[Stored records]
## Begin

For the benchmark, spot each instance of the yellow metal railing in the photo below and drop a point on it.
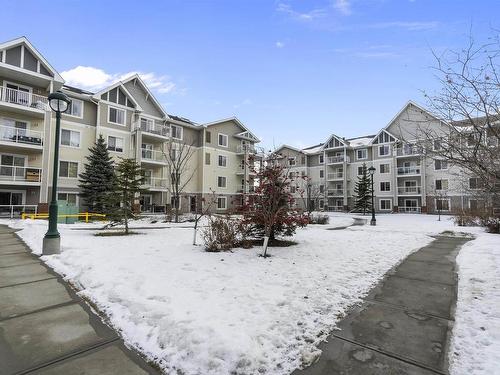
(84, 215)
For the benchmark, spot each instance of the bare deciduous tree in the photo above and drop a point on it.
(178, 155)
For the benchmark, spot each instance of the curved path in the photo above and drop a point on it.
(405, 323)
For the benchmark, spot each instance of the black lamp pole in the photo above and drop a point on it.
(59, 103)
(373, 221)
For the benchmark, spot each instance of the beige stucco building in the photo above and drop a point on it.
(133, 124)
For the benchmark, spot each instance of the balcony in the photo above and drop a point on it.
(246, 149)
(337, 159)
(335, 176)
(404, 171)
(21, 137)
(335, 193)
(152, 156)
(154, 129)
(23, 99)
(12, 175)
(409, 190)
(409, 210)
(155, 183)
(408, 151)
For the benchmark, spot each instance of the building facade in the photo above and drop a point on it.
(133, 124)
(405, 180)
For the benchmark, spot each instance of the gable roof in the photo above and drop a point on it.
(27, 44)
(248, 135)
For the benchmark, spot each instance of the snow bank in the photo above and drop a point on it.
(475, 346)
(232, 313)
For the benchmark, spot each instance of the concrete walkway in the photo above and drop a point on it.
(405, 323)
(46, 329)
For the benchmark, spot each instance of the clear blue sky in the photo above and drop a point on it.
(293, 71)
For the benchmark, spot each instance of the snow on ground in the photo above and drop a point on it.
(475, 347)
(232, 313)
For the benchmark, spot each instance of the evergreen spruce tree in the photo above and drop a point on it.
(97, 178)
(129, 179)
(363, 192)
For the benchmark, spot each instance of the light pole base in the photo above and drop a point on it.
(51, 245)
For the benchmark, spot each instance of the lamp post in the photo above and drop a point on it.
(59, 103)
(371, 170)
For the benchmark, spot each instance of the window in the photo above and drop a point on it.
(223, 140)
(385, 186)
(115, 144)
(221, 181)
(442, 204)
(68, 198)
(116, 116)
(385, 204)
(176, 131)
(68, 169)
(70, 138)
(441, 184)
(362, 154)
(475, 183)
(384, 150)
(75, 108)
(222, 161)
(221, 203)
(440, 164)
(385, 168)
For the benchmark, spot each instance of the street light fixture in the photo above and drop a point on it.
(371, 170)
(59, 103)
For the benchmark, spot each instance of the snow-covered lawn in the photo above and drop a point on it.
(232, 313)
(475, 347)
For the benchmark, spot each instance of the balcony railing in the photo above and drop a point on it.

## End

WHAT TO PRODUCE:
Copy out the data above exactly, except the pictures.

ANSWER:
For the benchmark, spot each instance of the yellow metal railing in the photo below and drop a point on it.
(84, 215)
For the benchmark, spot each instance of the bare deciduous tree in the photo above and drop a point on it.
(178, 155)
For the benchmark, spot each instance of the curved path in the photo above and drop a point on it.
(405, 323)
For the benchmark, spot each instance of the black lamp pole in the photo above and drop a point on it.
(59, 103)
(373, 221)
For the benchmark, spot each instance of the beige stucco building in the photo above and drop a point on it.
(133, 124)
For the benchmark, spot each instance of the balcony in the photo above and drop a point on it.
(246, 149)
(337, 159)
(335, 176)
(404, 171)
(21, 137)
(335, 193)
(152, 156)
(154, 129)
(23, 99)
(12, 175)
(409, 190)
(409, 210)
(155, 183)
(408, 151)
For the benchmark, spot each instance of the building facade in the photo above and drop a point on it.
(133, 124)
(405, 180)
For the benchmark, spot each instance of the gable roof in the photo above and drop a point on it.
(27, 44)
(248, 135)
For the benchmark, spot each instance of the snow bank in the photo above and drop a point on it.
(475, 346)
(232, 313)
For the benchmark, spot each instance of the concrete walkway in the photo above and drop a point on it.
(405, 323)
(46, 329)
For the benchmark, spot each instance of the clear blue sky in the photo above and drop a point on it.
(293, 71)
For the benchmark, spot each instance of the snow on ground in the photo above and drop a point on it.
(475, 347)
(232, 313)
For the benchmark, spot each instance of the evergreen spruce tree in the photo above and drop a point on it.
(97, 178)
(129, 179)
(363, 192)
For the benchmark, spot each instance of the light pole base in the photo above and drop a point on it.
(51, 245)
For the benchmark, spot each instance of the lamp post in the photo above and drop a point on it.
(59, 103)
(371, 170)
For the benchmark, spot each instance of the window in the photo above and drop a point on it.
(223, 140)
(385, 186)
(115, 144)
(221, 181)
(442, 204)
(68, 198)
(116, 116)
(385, 204)
(176, 131)
(68, 169)
(70, 138)
(441, 184)
(362, 154)
(475, 183)
(384, 150)
(75, 108)
(222, 161)
(221, 203)
(440, 164)
(385, 168)
For the benchmark, spot each instance of the street light fixture in the photo above and drop a point on it.
(371, 170)
(59, 103)
For the benchmark, spot each instance of the snow-covered lawn in the photo above and drop a point on it.
(232, 313)
(475, 347)
For the benchmark, spot each instance of the balcony railing in the photo above and drop a point on it.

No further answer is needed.